**Texto para análise:**
▽

A atual pandemia Covid-19, veio expor e acentuar as enormes desigualdades económicas e sociais existentes na nossa sociedade, a desproteção social e precariedade laboral que já se viviam, ou o enfraquecimento que foi imposto aos serviços públicos durante anos, que a crise não é democrática atingindo de forma violenta os mais frágeis, mas veio também evidenciar, uma vez mais, o corrosivo “Presidencialismo Municipal” para as democracias locais.
Quem não se deparou nestes meses com a desvalorização de órgãos de consulta democrática como as Assembleias Municipais, a inexistência de consulta popular ou a supressão de reuniões com a vereação, em contraste com a aparição constante da figura do ou da Presidente da Câmara Municipal, seja na apresentação de “medidas locais de emergência”, entrega de equipamentos de proteção individual, entrevistas, caridadezinha, fotografias… e todo um constante culto de personalidade, musculado pelos meios camarários de propaganda?

△

**Exercício:** Transcreva, do texto sobre o presidencialismo municipal, o excerto que começa nas palavras "Quem não se" e termina depois das palavras "camarários de propaganda?".

**Dados de origem:**
▽

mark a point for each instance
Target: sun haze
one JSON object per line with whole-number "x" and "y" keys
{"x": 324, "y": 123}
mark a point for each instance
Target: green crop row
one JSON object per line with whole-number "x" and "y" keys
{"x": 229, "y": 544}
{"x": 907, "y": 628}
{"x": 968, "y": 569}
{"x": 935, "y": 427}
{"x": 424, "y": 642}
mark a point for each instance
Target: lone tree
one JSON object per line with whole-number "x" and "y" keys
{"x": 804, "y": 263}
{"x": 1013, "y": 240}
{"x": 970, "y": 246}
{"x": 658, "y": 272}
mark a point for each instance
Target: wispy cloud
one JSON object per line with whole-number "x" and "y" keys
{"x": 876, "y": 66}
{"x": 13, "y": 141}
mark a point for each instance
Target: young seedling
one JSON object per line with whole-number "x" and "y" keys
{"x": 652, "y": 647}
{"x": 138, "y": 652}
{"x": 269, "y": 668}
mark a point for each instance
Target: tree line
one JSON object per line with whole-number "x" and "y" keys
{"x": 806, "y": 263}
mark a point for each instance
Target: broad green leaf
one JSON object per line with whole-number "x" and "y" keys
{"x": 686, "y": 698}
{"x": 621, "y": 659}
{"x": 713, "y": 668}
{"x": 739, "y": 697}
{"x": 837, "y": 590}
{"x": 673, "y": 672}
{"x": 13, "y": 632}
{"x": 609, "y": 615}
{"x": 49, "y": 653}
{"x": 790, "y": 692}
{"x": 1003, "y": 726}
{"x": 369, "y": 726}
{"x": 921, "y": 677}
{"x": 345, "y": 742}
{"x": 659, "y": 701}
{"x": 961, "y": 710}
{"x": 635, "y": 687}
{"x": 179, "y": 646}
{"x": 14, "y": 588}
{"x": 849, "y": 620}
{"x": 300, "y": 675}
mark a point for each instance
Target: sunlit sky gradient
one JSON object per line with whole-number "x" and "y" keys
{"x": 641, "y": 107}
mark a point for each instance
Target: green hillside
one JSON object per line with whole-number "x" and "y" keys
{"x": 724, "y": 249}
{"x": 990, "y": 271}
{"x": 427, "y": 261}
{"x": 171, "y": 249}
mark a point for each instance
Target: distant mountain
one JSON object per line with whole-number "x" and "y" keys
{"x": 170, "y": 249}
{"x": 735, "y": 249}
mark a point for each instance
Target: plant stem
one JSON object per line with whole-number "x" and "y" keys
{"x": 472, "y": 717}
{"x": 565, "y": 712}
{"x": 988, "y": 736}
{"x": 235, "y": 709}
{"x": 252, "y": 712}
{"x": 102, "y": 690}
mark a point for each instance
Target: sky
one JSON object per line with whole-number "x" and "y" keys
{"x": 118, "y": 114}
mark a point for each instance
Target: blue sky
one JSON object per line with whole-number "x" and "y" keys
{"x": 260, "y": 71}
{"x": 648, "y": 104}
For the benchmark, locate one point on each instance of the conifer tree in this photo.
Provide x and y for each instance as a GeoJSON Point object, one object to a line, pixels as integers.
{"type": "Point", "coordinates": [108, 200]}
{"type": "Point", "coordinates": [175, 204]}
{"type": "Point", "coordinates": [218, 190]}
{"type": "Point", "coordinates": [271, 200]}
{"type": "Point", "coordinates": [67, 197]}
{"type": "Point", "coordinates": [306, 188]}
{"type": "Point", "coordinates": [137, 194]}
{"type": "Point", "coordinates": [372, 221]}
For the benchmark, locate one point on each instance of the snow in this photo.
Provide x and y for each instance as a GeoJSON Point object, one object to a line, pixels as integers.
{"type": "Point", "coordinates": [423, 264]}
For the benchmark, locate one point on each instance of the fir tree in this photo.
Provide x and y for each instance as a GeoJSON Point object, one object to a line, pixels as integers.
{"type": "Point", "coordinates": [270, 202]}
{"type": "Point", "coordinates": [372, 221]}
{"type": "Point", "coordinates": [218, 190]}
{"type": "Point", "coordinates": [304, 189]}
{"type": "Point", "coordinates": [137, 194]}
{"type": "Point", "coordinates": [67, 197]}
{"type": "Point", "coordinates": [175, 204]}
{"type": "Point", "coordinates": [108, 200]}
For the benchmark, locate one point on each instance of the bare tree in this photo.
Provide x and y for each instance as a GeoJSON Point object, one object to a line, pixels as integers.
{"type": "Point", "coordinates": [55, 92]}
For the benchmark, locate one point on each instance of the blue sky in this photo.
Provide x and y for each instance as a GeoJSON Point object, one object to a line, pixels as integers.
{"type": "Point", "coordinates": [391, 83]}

△

**Resolução:**
Quem não se deparou nestes meses com a desvalorização de órgãos de consulta democrática como as Assembleias Municipais, a inexistência de consulta popular ou a supressão de reuniões com a vereação, em contraste com a aparição constante da figura do ou da Presidente da Câmara Municipal, seja na apresentação de “medidas locais de emergência”, entrega de equipamentos de proteção individual, entrevistas, caridadezinha, fotografias… e todo um constante culto de personalidade, musculado pelos meios camarários de propaganda?